Start of Provided entries

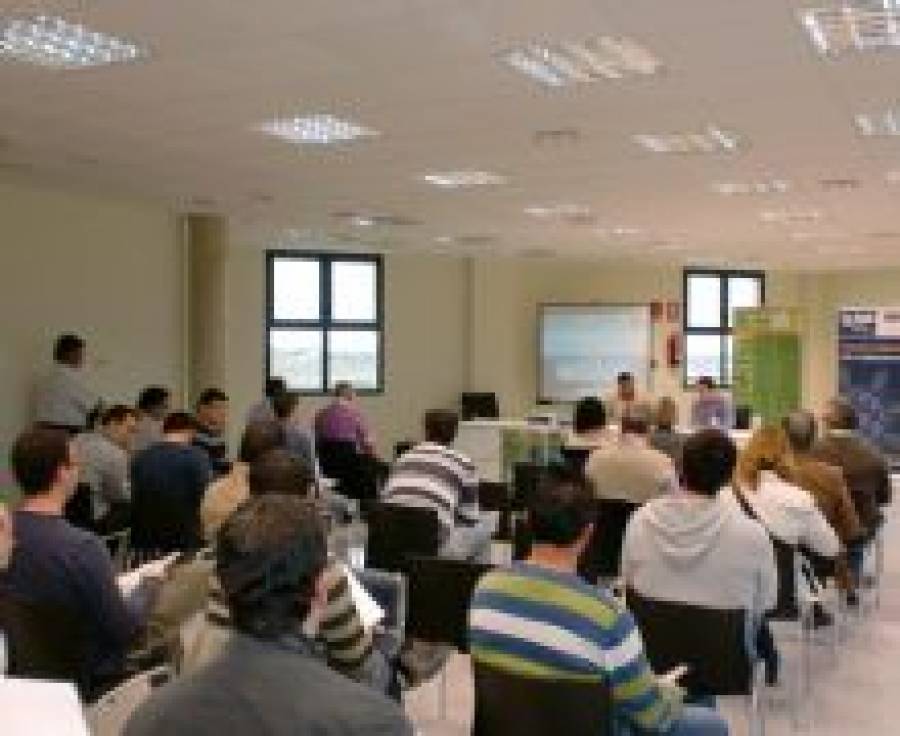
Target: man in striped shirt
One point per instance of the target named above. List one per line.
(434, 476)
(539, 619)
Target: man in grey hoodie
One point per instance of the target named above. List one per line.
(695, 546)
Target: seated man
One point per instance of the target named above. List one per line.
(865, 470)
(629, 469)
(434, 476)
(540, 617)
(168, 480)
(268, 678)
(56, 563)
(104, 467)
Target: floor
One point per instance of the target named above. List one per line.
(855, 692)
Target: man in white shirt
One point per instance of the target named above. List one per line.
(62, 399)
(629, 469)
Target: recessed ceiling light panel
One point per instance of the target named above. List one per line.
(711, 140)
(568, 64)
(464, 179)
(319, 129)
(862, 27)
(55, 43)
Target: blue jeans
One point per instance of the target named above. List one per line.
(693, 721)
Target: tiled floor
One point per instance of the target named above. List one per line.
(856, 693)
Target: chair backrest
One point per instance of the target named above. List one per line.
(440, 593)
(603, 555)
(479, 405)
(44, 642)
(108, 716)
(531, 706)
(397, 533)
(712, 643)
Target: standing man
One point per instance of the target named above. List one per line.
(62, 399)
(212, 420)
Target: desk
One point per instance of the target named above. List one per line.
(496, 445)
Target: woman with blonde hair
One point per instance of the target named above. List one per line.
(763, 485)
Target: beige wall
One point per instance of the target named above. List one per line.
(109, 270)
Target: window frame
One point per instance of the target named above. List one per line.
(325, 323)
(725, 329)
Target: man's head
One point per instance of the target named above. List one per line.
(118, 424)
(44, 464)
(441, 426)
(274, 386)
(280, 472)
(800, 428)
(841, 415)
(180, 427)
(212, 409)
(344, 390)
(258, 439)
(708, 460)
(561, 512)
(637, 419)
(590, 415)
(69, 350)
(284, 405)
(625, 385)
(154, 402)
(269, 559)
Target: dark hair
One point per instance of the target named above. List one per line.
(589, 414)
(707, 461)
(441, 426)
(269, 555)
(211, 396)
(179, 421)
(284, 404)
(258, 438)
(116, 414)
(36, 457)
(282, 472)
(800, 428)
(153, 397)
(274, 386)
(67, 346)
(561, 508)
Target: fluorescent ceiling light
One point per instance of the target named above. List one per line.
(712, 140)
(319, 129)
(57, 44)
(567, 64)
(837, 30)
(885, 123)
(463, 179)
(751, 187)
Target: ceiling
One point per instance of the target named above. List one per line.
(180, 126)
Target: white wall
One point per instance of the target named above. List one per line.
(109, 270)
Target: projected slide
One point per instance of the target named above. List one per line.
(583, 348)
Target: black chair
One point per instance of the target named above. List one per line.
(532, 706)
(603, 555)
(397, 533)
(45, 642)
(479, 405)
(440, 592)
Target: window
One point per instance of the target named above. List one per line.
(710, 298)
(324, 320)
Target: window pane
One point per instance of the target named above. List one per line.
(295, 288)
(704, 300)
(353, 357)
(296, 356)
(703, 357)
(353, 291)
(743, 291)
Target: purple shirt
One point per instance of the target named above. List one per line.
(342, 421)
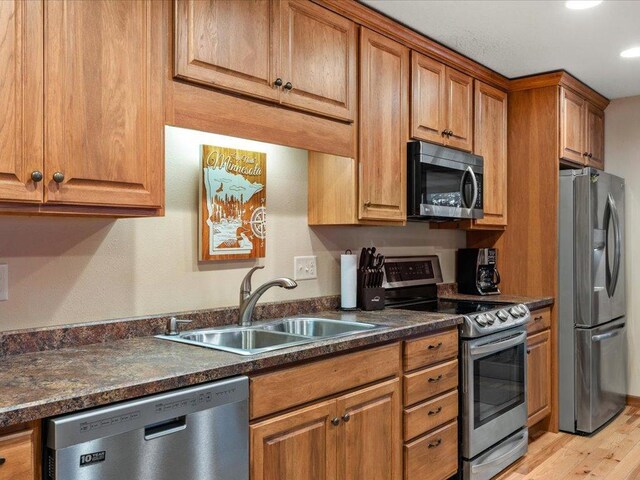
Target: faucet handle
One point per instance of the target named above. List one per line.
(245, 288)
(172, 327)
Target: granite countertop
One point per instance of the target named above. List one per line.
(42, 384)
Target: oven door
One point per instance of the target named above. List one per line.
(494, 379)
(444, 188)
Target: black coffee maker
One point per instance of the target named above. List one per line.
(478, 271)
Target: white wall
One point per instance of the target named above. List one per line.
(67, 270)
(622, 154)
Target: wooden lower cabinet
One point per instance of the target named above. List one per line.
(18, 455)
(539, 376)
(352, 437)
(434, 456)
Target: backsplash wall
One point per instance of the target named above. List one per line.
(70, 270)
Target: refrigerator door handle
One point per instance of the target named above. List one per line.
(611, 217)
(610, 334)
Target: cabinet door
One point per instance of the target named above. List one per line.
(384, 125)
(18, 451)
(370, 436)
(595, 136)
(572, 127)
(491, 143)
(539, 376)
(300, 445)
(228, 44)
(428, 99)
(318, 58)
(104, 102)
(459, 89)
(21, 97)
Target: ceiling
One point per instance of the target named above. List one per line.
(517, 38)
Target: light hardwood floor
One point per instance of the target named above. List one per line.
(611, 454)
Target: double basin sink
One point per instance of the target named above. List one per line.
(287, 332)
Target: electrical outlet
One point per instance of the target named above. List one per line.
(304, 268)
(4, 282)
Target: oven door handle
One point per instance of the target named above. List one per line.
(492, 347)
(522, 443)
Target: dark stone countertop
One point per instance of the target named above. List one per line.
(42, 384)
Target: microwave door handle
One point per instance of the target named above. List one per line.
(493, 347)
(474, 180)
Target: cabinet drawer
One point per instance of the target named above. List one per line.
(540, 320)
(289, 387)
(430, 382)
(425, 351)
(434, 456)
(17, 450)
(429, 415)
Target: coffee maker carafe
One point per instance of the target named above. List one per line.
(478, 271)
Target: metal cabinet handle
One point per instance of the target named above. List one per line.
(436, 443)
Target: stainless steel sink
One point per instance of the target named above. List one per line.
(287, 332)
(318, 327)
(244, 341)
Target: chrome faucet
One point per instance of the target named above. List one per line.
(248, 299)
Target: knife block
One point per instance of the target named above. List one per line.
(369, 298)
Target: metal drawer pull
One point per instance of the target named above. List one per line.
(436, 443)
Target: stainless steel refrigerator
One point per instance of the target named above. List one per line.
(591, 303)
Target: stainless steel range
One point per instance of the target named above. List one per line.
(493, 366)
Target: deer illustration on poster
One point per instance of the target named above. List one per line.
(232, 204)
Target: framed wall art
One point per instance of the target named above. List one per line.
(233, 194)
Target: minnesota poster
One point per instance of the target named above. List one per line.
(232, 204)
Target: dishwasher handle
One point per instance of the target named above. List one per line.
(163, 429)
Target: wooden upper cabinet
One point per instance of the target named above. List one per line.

End of Provided entries

Rewrite all of the records above, replacing "List one per line" with "Give each on its own line" and keeping everything else unchanged. Omit the pictures from your answer.

→ Result of this exercise
Target: man in striped shirt
One point per instance of the target named above. Give each on its own line.
(434, 476)
(539, 619)
Target: man in grey hoodie
One point per instance of the target named above. Give each on its own line.
(695, 546)
Target: seated man
One point per instance of the target named above. Give each on its own line.
(865, 470)
(629, 469)
(434, 476)
(540, 617)
(168, 480)
(268, 678)
(56, 563)
(104, 467)
Target: floor
One point per instance of the target named above. Give each on its own line.
(855, 692)
Target: man in white shirt
One point per instance of the target named above. Give each on its own line.
(62, 399)
(629, 469)
Target: recessed ceiling light panel
One point per instance of the target named above. Give each on its own line.
(711, 140)
(568, 64)
(464, 179)
(319, 129)
(862, 27)
(55, 43)
Target: blue jeans
One point per instance of the target named above. Give each on its own line.
(693, 721)
Target: tiled floor
One point per instance of the target named above. Give each on its own line.
(856, 693)
Target: chair backrest
One point per instance of the target named above. Give each on its own line.
(440, 593)
(603, 555)
(479, 405)
(44, 642)
(108, 716)
(531, 706)
(397, 533)
(712, 643)
Target: standing man
One point per instance of the target named above. Give each on its own line.
(62, 399)
(212, 420)
Target: desk
One point per instance of the target named above. Give each on its own line.
(496, 445)
Target: woman with blonde hair
One point per instance of the target named above. Give each on its own line.
(763, 485)
Target: beige wall
One point per instance of the target named above. Give each on its own line.
(109, 270)
Target: window frame
One point per instance of the target named above. Give each on its own line.
(325, 323)
(725, 329)
Target: man's head
One point per instance of the target named above. Give each on its own line.
(118, 424)
(44, 464)
(441, 426)
(274, 386)
(280, 472)
(800, 428)
(841, 415)
(180, 427)
(212, 409)
(344, 390)
(258, 439)
(708, 460)
(561, 512)
(637, 419)
(590, 415)
(69, 350)
(284, 405)
(625, 385)
(154, 402)
(269, 559)
Target: dark hair
One point per instance of the target named above. Give each on its own line.
(589, 414)
(707, 461)
(441, 426)
(269, 555)
(211, 396)
(179, 421)
(284, 404)
(258, 438)
(116, 414)
(36, 457)
(282, 472)
(800, 428)
(153, 397)
(274, 386)
(67, 346)
(561, 508)
Target: fluorescent ceiling light
One point per instance of the target named above. Give each on its own line.
(712, 140)
(319, 129)
(57, 44)
(567, 64)
(837, 30)
(885, 123)
(463, 179)
(751, 187)
Target: ceiling
One point per instance of the target named above. Give each on its own line.
(180, 126)
Target: white wall
One point per instance of the target named above. Give each on its own line.
(109, 270)
Target: projected slide
One point per instance of the target named above. Give each on its own line.
(583, 348)
Target: black chair
One point per instance of the target named above. Give each on its own line.
(532, 706)
(603, 555)
(397, 533)
(45, 642)
(479, 405)
(440, 592)
Target: window
One point per instance of the target named above. Give each on its own line.
(710, 298)
(324, 320)
Target: window pane
One point per instance of the target named above. Give each on its own line.
(295, 288)
(704, 300)
(353, 357)
(296, 356)
(703, 357)
(353, 291)
(743, 291)
Target: purple shirt
One point per instance of the target named above. Give each on its own line.
(342, 421)
Target: faucet handle
One point per instance of the target named above. Give each on its own line.
(245, 288)
(172, 327)
Target: granite countertop
One point per instance of the target named above. Give each on its own line.
(42, 384)
Target: oven door
One point per instance of the target named above. Give each on its own line.
(494, 379)
(444, 188)
Target: black coffee maker
One point per instance of the target named above. Give each on its own line.
(478, 271)
Target: white wall
One point per instance of the target named above. Give each on its own line.
(67, 270)
(622, 154)
Target: wooden lower cabinet
One point per instance of the target named above. Give each on its own line.
(18, 455)
(539, 376)
(352, 437)
(434, 456)
Target: backsplash wall
One point per instance of the target named above. Give each on its own line.
(70, 270)
Target: refrigerator door handle
One point per instance of the target named above. Give each on its own line.
(611, 217)
(610, 334)
Target: cabinet door
One point per instance of the target named above. Give each on its own line.
(384, 125)
(18, 451)
(370, 436)
(595, 136)
(572, 127)
(491, 143)
(539, 376)
(300, 445)
(228, 44)
(428, 99)
(318, 58)
(104, 102)
(459, 89)
(21, 97)
Target: ceiling
One point per instance of the target named above. Give each on its own line.
(517, 38)
Target: light hardwood floor
One point per instance of the target named above. Give each on its own line.
(611, 454)
Target: double basin sink
One point per instance of the target named above. Give each on its own line.
(287, 332)
Target: electrical outlet
One point per instance of the target named above. Give each on its own line.
(304, 268)
(4, 282)
Target: oven door handle
One point per instance of the target named above. Give each on its own line.
(492, 347)
(522, 443)
Target: dark stone countertop
One point per instance of the target named above. Give each on its own line.
(42, 384)
Target: microwave door handle
One point per instance of the target named above. Give each on its own line.
(493, 347)
(474, 180)
Target: cabinet drawer
One point per instance of the target named above. Give each on its own line.
(540, 320)
(289, 387)
(430, 382)
(425, 351)
(434, 456)
(17, 450)
(429, 415)
Target: coffee maker carafe
One point per instance of the target named above. Give each on its own line.
(478, 271)
Target: metal cabinet handle
One point per instance of the target named above. Give each on its own line.
(436, 443)
Target: stainless steel sink
One point per instance of the target named above. Give each on its own line.
(287, 332)
(318, 327)
(244, 341)
Target: chrome faucet
One point per instance of the target named above. Give each on its own line.
(248, 299)
Target: knife block
One point per instance of the target named above. Give each on its own line.
(369, 298)
Target: metal drawer pull
One point per instance of the target named above. Give each on its own line.
(436, 443)
Target: stainless steel refrigerator
One point per instance of the target named above. Give each on its own line.
(591, 303)
Target: stainless steel range
One point per instance of the target named above. Give each on its own line.
(493, 366)
Target: deer illustration on poster
One point per instance of the target named above. Give each on its own line.
(232, 204)
Target: framed wall art
One point per instance of the target named above. Give each on its own line.
(233, 194)
Target: minnesota poster
One point per instance of the target named above. Give each on its own line.
(232, 204)
Target: dishwasher handle
One point per instance of the target named above. Give each on its own line.
(163, 429)
Target: wooden upper cabinet
One point per instance of the target named above. Give each on its own line.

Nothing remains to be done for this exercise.